# WHAT IS REQUIRED:
Write out the listing below word for word, keeping every line and character unchanged.

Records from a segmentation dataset
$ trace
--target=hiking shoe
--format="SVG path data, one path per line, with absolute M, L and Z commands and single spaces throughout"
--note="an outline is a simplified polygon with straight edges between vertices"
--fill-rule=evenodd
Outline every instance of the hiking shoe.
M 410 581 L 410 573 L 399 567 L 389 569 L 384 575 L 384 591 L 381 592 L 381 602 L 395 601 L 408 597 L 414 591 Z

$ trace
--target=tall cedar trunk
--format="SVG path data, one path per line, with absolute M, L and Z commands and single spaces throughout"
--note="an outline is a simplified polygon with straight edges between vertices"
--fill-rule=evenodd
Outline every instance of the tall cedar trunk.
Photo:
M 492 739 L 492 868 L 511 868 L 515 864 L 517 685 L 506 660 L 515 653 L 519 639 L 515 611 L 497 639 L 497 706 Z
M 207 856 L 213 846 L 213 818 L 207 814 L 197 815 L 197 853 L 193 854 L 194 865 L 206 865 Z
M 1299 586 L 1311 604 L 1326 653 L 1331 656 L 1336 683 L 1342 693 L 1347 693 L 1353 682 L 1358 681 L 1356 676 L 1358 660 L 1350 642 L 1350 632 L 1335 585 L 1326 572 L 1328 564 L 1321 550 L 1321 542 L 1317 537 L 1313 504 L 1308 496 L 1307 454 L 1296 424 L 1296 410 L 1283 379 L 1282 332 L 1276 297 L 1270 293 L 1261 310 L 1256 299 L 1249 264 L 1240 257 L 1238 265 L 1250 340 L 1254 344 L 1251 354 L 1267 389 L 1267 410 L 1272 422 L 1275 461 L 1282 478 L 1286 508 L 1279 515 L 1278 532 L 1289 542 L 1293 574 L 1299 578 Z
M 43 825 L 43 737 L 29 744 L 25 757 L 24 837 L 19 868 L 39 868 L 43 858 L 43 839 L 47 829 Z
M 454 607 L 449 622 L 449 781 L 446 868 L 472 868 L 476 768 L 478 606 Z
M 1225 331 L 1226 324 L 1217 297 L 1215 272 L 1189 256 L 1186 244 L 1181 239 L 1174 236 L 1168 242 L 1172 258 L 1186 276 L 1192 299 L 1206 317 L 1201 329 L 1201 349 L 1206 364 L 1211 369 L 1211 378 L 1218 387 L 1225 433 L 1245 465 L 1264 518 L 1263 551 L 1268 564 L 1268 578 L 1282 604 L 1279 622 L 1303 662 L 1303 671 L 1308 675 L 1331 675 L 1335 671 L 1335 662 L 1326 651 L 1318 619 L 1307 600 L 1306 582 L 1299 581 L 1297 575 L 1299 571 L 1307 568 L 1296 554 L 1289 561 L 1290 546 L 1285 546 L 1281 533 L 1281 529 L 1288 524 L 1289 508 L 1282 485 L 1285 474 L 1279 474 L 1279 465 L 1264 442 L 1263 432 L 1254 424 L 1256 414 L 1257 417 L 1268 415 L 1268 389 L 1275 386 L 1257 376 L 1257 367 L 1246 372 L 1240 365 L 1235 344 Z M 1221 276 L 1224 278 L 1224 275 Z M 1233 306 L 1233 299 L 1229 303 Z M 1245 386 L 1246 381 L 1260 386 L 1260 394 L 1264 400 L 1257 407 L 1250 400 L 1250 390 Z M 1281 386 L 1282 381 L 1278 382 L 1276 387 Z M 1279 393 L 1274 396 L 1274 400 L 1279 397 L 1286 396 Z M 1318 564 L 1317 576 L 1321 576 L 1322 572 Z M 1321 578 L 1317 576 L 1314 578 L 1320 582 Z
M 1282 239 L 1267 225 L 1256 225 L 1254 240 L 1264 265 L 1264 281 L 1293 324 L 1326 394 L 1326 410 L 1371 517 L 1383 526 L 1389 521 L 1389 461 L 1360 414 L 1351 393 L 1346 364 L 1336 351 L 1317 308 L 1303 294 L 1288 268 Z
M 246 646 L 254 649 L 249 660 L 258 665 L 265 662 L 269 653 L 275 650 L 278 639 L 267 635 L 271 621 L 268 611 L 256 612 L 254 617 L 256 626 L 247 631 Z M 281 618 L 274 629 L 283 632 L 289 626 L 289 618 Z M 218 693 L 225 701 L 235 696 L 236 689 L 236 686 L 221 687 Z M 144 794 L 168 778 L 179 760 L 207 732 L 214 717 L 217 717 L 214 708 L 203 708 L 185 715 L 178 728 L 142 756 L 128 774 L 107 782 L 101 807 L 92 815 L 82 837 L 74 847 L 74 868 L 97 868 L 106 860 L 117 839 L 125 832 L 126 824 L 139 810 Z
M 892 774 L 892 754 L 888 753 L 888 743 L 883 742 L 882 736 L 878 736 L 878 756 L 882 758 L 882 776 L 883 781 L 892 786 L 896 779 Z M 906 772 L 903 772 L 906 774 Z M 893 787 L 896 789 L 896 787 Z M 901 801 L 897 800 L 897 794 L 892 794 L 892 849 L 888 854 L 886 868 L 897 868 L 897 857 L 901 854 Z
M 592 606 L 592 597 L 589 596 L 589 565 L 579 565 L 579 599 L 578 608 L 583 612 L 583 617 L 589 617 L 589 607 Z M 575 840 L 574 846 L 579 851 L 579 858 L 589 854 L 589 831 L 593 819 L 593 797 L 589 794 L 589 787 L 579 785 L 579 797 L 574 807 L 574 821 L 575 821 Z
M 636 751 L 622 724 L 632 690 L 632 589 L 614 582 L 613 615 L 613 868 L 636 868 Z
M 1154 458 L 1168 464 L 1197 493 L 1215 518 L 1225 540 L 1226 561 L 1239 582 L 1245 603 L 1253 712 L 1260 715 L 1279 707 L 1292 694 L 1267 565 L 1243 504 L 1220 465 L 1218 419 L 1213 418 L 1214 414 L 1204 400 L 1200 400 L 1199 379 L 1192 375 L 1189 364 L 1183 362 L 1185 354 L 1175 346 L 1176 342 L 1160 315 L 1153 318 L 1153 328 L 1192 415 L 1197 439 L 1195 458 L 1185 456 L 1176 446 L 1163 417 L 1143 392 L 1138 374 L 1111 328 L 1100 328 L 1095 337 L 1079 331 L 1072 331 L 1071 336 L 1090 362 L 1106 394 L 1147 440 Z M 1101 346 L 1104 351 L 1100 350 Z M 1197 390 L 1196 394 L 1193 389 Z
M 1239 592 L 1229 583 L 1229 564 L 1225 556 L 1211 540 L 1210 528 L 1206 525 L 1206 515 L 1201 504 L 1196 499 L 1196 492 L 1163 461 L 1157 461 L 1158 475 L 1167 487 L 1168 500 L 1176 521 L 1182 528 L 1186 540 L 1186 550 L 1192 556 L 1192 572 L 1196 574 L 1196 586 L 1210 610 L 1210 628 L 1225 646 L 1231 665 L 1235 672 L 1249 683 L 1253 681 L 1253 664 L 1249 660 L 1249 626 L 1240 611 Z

# RESULT OF THE TASK:
$ trace
--target=hiking shoe
--format="SVG path data, one path per line, with absolute M, L and Z commands and single spaces throughout"
--note="an outline is a simplified polygon with straight edges between vertices"
--fill-rule=evenodd
Outline every instance of the hiking shoe.
M 410 581 L 410 573 L 399 567 L 389 569 L 384 575 L 384 591 L 381 592 L 381 602 L 395 601 L 408 597 L 414 591 Z

$ trace
--target=tall cedar trunk
--format="SVG path data, one path per line, with absolute M, L and Z commands and single spaces throughout"
--note="an outline is a simplified polygon with straight edges between vertices"
--fill-rule=evenodd
Outline every instance of the tall cedar trunk.
Photo:
M 492 739 L 492 868 L 511 868 L 515 864 L 517 685 L 506 660 L 515 653 L 519 639 L 515 611 L 497 639 L 497 706 Z
M 207 856 L 213 846 L 213 818 L 207 814 L 197 815 L 197 853 L 193 854 L 194 865 L 206 865 Z
M 1299 586 L 1311 604 L 1326 653 L 1331 656 L 1336 683 L 1342 693 L 1347 693 L 1353 682 L 1358 681 L 1356 676 L 1358 660 L 1350 642 L 1350 632 L 1335 585 L 1326 572 L 1328 564 L 1321 550 L 1321 542 L 1317 537 L 1313 504 L 1308 496 L 1307 454 L 1296 424 L 1296 410 L 1283 379 L 1282 332 L 1276 297 L 1270 293 L 1261 310 L 1256 299 L 1249 264 L 1240 257 L 1238 265 L 1250 340 L 1254 344 L 1251 354 L 1267 389 L 1267 410 L 1272 422 L 1275 461 L 1282 478 L 1286 508 L 1279 515 L 1278 532 L 1289 542 L 1293 574 L 1299 578 Z
M 43 825 L 43 737 L 29 744 L 25 757 L 24 837 L 19 868 L 39 868 L 43 858 L 43 839 L 47 829 Z
M 454 607 L 449 622 L 449 781 L 446 868 L 472 868 L 476 768 L 478 606 Z
M 1225 331 L 1226 324 L 1217 297 L 1215 272 L 1189 256 L 1186 244 L 1181 239 L 1174 236 L 1168 242 L 1172 258 L 1186 276 L 1192 299 L 1206 317 L 1201 329 L 1201 349 L 1206 364 L 1211 369 L 1211 378 L 1218 387 L 1225 433 L 1245 465 L 1264 518 L 1263 551 L 1268 564 L 1268 578 L 1282 604 L 1279 622 L 1303 662 L 1303 671 L 1308 675 L 1331 675 L 1335 671 L 1335 662 L 1326 651 L 1318 619 L 1307 600 L 1306 582 L 1299 581 L 1297 575 L 1299 571 L 1307 568 L 1296 554 L 1289 561 L 1290 546 L 1285 546 L 1281 533 L 1281 529 L 1288 524 L 1289 508 L 1282 485 L 1285 474 L 1279 474 L 1279 465 L 1264 442 L 1263 432 L 1254 424 L 1256 414 L 1257 417 L 1268 415 L 1268 389 L 1275 386 L 1257 376 L 1257 367 L 1246 372 L 1240 365 L 1235 344 Z M 1221 276 L 1224 278 L 1224 275 Z M 1233 306 L 1233 299 L 1229 303 Z M 1245 386 L 1246 381 L 1260 386 L 1260 394 L 1264 400 L 1257 407 L 1250 400 L 1250 390 Z M 1281 386 L 1282 381 L 1278 382 L 1276 387 Z M 1279 393 L 1274 396 L 1274 400 L 1279 397 L 1286 396 Z M 1318 564 L 1317 576 L 1321 576 L 1322 572 Z M 1321 578 L 1317 576 L 1314 578 L 1320 582 Z
M 1282 239 L 1267 225 L 1256 225 L 1254 240 L 1264 265 L 1264 281 L 1293 324 L 1326 394 L 1326 410 L 1371 517 L 1383 526 L 1389 521 L 1389 461 L 1360 414 L 1351 393 L 1346 364 L 1336 351 L 1317 308 L 1303 294 L 1288 268 Z
M 246 646 L 254 649 L 249 660 L 258 665 L 265 662 L 269 653 L 275 650 L 278 639 L 267 635 L 271 621 L 268 611 L 256 612 L 254 617 L 256 626 L 247 631 Z M 281 618 L 274 629 L 283 632 L 289 626 L 289 618 Z M 218 693 L 225 701 L 235 696 L 236 689 L 236 686 L 221 687 Z M 144 794 L 168 778 L 179 760 L 207 732 L 214 717 L 217 717 L 214 708 L 203 708 L 185 715 L 178 728 L 142 756 L 128 774 L 107 782 L 101 807 L 92 815 L 82 837 L 74 847 L 74 868 L 97 868 L 106 860 L 117 839 L 125 832 L 126 824 L 139 810 Z
M 892 774 L 892 754 L 888 753 L 888 743 L 883 742 L 882 736 L 878 736 L 878 756 L 882 758 L 882 776 L 883 781 L 892 786 L 896 779 Z M 906 772 L 903 772 L 906 774 Z M 893 787 L 896 789 L 896 787 Z M 901 801 L 897 800 L 897 794 L 892 794 L 892 849 L 888 854 L 886 868 L 897 868 L 897 857 L 901 854 Z
M 592 606 L 592 597 L 589 596 L 589 565 L 579 565 L 579 599 L 578 608 L 583 612 L 583 617 L 589 617 L 589 607 Z M 575 840 L 574 846 L 579 851 L 579 858 L 589 854 L 589 831 L 593 819 L 593 797 L 589 794 L 589 787 L 579 785 L 579 797 L 574 807 L 574 821 L 575 821 Z
M 636 751 L 622 724 L 632 690 L 632 589 L 614 582 L 613 615 L 613 868 L 636 868 Z
M 1154 458 L 1168 464 L 1197 493 L 1215 518 L 1225 540 L 1226 561 L 1239 582 L 1245 603 L 1253 712 L 1260 715 L 1279 707 L 1292 694 L 1267 565 L 1243 504 L 1220 465 L 1218 419 L 1213 418 L 1214 414 L 1204 400 L 1200 400 L 1199 379 L 1192 375 L 1189 364 L 1183 362 L 1185 354 L 1175 346 L 1176 342 L 1160 315 L 1153 318 L 1153 328 L 1192 415 L 1197 439 L 1195 458 L 1185 456 L 1176 446 L 1163 417 L 1143 392 L 1138 374 L 1111 328 L 1100 328 L 1095 337 L 1079 331 L 1072 331 L 1071 336 L 1090 362 L 1106 394 L 1147 440 Z M 1101 346 L 1104 351 L 1100 350 Z M 1197 390 L 1196 394 L 1193 389 Z
M 1239 592 L 1229 583 L 1229 564 L 1225 556 L 1211 540 L 1210 528 L 1206 525 L 1206 515 L 1201 504 L 1196 499 L 1196 492 L 1163 461 L 1157 461 L 1158 475 L 1167 487 L 1168 500 L 1176 521 L 1182 528 L 1186 540 L 1186 550 L 1192 556 L 1192 572 L 1196 574 L 1196 586 L 1210 610 L 1210 628 L 1225 646 L 1231 665 L 1235 672 L 1249 683 L 1253 681 L 1253 664 L 1249 660 L 1249 626 L 1240 611 Z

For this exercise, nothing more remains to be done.